*Data records*:
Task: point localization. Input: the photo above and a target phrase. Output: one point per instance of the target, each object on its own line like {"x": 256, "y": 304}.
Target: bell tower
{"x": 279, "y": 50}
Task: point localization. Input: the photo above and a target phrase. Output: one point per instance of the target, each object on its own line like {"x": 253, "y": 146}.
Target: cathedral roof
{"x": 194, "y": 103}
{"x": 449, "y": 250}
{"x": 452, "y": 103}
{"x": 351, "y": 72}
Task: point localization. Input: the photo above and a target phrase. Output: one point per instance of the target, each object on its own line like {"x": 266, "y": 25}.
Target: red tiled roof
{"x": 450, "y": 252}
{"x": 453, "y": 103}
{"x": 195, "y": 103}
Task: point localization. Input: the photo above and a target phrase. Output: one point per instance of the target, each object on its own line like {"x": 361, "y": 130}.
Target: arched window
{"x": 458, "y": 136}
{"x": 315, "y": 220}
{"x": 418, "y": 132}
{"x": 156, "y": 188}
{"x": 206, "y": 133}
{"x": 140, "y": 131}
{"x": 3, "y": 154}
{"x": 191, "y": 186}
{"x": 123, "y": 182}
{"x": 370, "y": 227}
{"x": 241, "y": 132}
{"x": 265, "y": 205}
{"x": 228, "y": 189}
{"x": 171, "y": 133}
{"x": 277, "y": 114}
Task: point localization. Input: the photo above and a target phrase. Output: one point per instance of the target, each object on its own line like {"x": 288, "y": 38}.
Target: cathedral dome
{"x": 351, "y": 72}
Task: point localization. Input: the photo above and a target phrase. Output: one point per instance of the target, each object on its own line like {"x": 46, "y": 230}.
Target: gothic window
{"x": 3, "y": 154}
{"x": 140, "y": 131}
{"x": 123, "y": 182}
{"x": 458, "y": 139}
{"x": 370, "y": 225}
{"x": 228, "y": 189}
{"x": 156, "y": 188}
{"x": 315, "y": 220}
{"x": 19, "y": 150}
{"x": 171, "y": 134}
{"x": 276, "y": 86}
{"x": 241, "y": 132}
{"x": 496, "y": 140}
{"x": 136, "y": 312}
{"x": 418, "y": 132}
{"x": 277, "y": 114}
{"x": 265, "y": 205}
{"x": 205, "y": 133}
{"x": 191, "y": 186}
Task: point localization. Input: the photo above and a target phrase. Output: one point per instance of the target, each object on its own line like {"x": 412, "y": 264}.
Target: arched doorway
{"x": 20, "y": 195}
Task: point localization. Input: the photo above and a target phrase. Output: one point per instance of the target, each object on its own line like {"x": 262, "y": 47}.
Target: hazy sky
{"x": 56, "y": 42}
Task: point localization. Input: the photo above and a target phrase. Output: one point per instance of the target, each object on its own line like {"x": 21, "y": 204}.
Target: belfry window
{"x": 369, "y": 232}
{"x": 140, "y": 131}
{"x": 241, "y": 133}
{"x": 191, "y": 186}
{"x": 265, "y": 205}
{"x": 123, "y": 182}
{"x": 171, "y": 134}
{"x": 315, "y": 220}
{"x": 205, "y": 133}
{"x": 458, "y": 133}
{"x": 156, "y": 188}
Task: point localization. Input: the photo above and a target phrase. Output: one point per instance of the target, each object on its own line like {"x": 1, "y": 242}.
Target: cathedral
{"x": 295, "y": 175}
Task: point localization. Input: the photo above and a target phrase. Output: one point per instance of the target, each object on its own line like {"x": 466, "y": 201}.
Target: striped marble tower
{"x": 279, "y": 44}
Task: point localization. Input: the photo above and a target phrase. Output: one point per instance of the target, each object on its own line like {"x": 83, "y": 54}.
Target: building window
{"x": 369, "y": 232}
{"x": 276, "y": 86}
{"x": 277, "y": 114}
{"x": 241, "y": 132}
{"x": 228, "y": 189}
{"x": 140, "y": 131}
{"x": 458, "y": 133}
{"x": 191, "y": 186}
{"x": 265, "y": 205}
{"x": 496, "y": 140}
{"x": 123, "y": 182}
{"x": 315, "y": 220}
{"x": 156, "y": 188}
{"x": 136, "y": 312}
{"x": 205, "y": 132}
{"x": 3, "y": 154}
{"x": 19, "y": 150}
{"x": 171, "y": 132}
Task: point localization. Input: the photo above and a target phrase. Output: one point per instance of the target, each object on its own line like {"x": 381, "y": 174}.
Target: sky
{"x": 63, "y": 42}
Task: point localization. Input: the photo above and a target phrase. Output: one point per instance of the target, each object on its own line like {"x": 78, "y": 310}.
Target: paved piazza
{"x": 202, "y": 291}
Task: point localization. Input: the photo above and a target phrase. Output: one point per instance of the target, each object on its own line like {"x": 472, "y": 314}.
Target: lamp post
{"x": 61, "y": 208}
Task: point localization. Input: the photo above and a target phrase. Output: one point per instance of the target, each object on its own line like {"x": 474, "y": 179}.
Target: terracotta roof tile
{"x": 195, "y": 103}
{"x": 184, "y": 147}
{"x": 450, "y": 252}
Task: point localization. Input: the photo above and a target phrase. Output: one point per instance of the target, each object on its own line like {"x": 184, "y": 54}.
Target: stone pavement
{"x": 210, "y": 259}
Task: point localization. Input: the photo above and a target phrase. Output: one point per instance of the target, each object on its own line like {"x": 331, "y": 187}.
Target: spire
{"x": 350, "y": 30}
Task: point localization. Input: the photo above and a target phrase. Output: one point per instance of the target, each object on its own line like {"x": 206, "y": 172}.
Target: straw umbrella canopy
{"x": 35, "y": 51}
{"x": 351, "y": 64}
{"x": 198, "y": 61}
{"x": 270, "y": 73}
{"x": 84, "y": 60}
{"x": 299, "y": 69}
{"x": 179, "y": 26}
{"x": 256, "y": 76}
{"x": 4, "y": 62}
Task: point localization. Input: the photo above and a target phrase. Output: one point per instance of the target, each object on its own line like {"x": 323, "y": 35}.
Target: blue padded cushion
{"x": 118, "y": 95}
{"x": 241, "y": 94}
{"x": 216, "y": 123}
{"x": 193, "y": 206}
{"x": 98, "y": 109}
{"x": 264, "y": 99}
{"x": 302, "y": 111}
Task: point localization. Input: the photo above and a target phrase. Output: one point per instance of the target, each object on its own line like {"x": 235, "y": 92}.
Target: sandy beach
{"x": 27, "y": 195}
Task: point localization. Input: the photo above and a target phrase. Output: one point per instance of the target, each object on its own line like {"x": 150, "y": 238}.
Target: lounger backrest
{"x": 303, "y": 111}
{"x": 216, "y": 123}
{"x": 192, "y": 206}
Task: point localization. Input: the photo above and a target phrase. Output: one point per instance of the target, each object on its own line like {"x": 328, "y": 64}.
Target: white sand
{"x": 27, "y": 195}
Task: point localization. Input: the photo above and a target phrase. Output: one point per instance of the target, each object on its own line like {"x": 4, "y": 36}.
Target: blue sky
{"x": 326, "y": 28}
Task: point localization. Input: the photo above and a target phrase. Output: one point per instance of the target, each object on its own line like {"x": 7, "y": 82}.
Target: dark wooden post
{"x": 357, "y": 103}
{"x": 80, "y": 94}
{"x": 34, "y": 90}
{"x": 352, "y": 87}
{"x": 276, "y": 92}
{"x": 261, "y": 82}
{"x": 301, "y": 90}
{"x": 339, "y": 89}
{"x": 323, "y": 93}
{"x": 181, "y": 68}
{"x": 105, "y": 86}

*Work order*:
Each record above is to be restated word for word.

*Task result*:
Task: point localization. Input: the photo above and a target phrase. Output: one point per instance of the target, each object on its own line like {"x": 256, "y": 304}.
Target: bell tower
{"x": 279, "y": 50}
Task: point localization. Input: the photo above and a target phrase. Output: one point per instance of the target, each object on its own line like {"x": 253, "y": 146}.
Target: cathedral roof
{"x": 194, "y": 103}
{"x": 449, "y": 250}
{"x": 452, "y": 103}
{"x": 351, "y": 72}
Task: point localization. Input: the photo above and a target phrase. Output: one point per instance of the target, each object on its own line like {"x": 266, "y": 25}.
Target: red tiled roof
{"x": 450, "y": 252}
{"x": 453, "y": 103}
{"x": 195, "y": 103}
Task: point localization. Input: the photo above and a target phrase. Output: one point per instance of the target, each object on its own line like {"x": 361, "y": 130}.
Target: arched window
{"x": 458, "y": 136}
{"x": 315, "y": 220}
{"x": 418, "y": 132}
{"x": 156, "y": 188}
{"x": 206, "y": 133}
{"x": 140, "y": 131}
{"x": 3, "y": 154}
{"x": 191, "y": 186}
{"x": 123, "y": 182}
{"x": 370, "y": 227}
{"x": 241, "y": 132}
{"x": 265, "y": 205}
{"x": 228, "y": 189}
{"x": 171, "y": 133}
{"x": 277, "y": 114}
Task: point localization. Input: the photo above and a target phrase. Output: one point per instance of the target, each object on its own line like {"x": 288, "y": 38}.
Target: cathedral dome
{"x": 351, "y": 72}
Task: point localization. Input: the photo above and a target phrase. Output: one point per instance of the target, each object on its own line like {"x": 46, "y": 230}.
Target: gothic window
{"x": 3, "y": 154}
{"x": 140, "y": 131}
{"x": 123, "y": 182}
{"x": 458, "y": 139}
{"x": 370, "y": 225}
{"x": 228, "y": 189}
{"x": 156, "y": 188}
{"x": 315, "y": 220}
{"x": 19, "y": 150}
{"x": 171, "y": 134}
{"x": 276, "y": 86}
{"x": 241, "y": 132}
{"x": 496, "y": 140}
{"x": 136, "y": 312}
{"x": 418, "y": 132}
{"x": 277, "y": 114}
{"x": 265, "y": 205}
{"x": 205, "y": 133}
{"x": 191, "y": 186}
Task: point localization. Input: the photo above and a target phrase. Output: one point per instance of the target, each object on its own line like {"x": 412, "y": 264}.
Target: arched doorway
{"x": 20, "y": 195}
Task: point localization. Input: the photo above and a target phrase. Output: one point per instance of the target, each object on its own line like {"x": 262, "y": 47}.
Target: hazy sky
{"x": 56, "y": 42}
Task: point localization. Input: the photo above and a target phrase. Output: one point per instance of the target, each object on its own line like {"x": 21, "y": 204}.
Target: belfry window
{"x": 369, "y": 232}
{"x": 140, "y": 131}
{"x": 241, "y": 133}
{"x": 191, "y": 186}
{"x": 265, "y": 205}
{"x": 123, "y": 182}
{"x": 171, "y": 134}
{"x": 315, "y": 220}
{"x": 205, "y": 133}
{"x": 458, "y": 133}
{"x": 156, "y": 188}
Task: point localization. Input: the photo above and a target phrase. Output: one point per instance of the target, each object on its own line like {"x": 1, "y": 242}.
Target: cathedral
{"x": 295, "y": 175}
Task: point localization. Input: the photo above and a target phrase. Output: one point per instance of the target, each object on its own line like {"x": 466, "y": 201}.
Target: striped marble tower
{"x": 279, "y": 44}
Task: point localization. Input: the photo above and a target phrase. Output: one point per instance of the target, each object on its own line like {"x": 83, "y": 54}.
Target: building window
{"x": 369, "y": 232}
{"x": 276, "y": 86}
{"x": 277, "y": 114}
{"x": 241, "y": 132}
{"x": 228, "y": 189}
{"x": 140, "y": 131}
{"x": 458, "y": 133}
{"x": 191, "y": 186}
{"x": 265, "y": 205}
{"x": 496, "y": 140}
{"x": 123, "y": 182}
{"x": 315, "y": 220}
{"x": 156, "y": 188}
{"x": 136, "y": 312}
{"x": 205, "y": 132}
{"x": 3, "y": 154}
{"x": 19, "y": 150}
{"x": 171, "y": 132}
Task: point localization. Input: the photo above and a target phrase. Output: one point per instance of the target, each object on its own line like {"x": 381, "y": 174}.
Target: sky
{"x": 63, "y": 42}
Task: point localization. Input: the photo above and a target phrase. Output: one point per instance of the target, each object on its own line like {"x": 78, "y": 310}.
Target: paved piazza
{"x": 202, "y": 291}
Task: point localization. Input: the photo above and a target phrase. Output: one point per instance of the target, each object on its own line like {"x": 472, "y": 314}.
Target: lamp post
{"x": 61, "y": 208}
Task: point localization. Input: the photo above and a target phrase. Output: one point per instance of the target, each object on its own line like {"x": 474, "y": 179}.
Target: terracotta roof tile
{"x": 195, "y": 103}
{"x": 184, "y": 147}
{"x": 450, "y": 252}
Task: point localization. Input: the photo above and a target phrase. Output: one point per instance of the target, each object on its own line like {"x": 184, "y": 54}.
Target: stone pavement
{"x": 210, "y": 259}
Task: point localization. Input: the photo above and a target phrase. Output: one point per instance of the target, each object on its own line like {"x": 331, "y": 187}.
Target: spire
{"x": 350, "y": 30}
Task: point localization. Input: the photo above and a target phrase. Output: one point per instance of the target, each object on its own line like {"x": 206, "y": 172}.
Target: straw umbrella canopy
{"x": 35, "y": 51}
{"x": 351, "y": 64}
{"x": 198, "y": 61}
{"x": 270, "y": 73}
{"x": 84, "y": 60}
{"x": 299, "y": 69}
{"x": 179, "y": 26}
{"x": 256, "y": 76}
{"x": 4, "y": 62}
Task: point localization. Input: the photo above and a target phrase. Output: one point per instance of the target, each object on its own line like {"x": 323, "y": 35}.
Target: blue padded cushion
{"x": 118, "y": 95}
{"x": 241, "y": 94}
{"x": 216, "y": 123}
{"x": 193, "y": 206}
{"x": 98, "y": 109}
{"x": 264, "y": 99}
{"x": 302, "y": 111}
Task: point localization. Input: the photo above and a target phrase. Output: one point per instance of the target, each object on its own line like {"x": 235, "y": 92}.
Target: sandy beach
{"x": 27, "y": 195}
Task: point localization. Input: the photo above and a target phrase. Output: one point per instance of the target, each object on its own line like {"x": 150, "y": 238}.
Target: lounger backrest
{"x": 303, "y": 111}
{"x": 216, "y": 123}
{"x": 192, "y": 206}
Task: point localization. Input: the photo above and a target phrase. Output: one point per instance of the target, each object on its own line like {"x": 328, "y": 64}.
Target: white sand
{"x": 27, "y": 195}
Task: point localization. Input: the photo above and a target phrase. Output: one point per instance of the target, each object on its own line like {"x": 4, "y": 36}.
Target: blue sky
{"x": 326, "y": 28}
Task: point localization. Input: the photo above and a target phrase. Output: one point per instance of the target, each object on its own line like {"x": 7, "y": 82}.
Target: dark wooden post
{"x": 357, "y": 103}
{"x": 80, "y": 94}
{"x": 34, "y": 90}
{"x": 352, "y": 87}
{"x": 276, "y": 92}
{"x": 261, "y": 82}
{"x": 301, "y": 90}
{"x": 339, "y": 89}
{"x": 323, "y": 93}
{"x": 181, "y": 68}
{"x": 105, "y": 86}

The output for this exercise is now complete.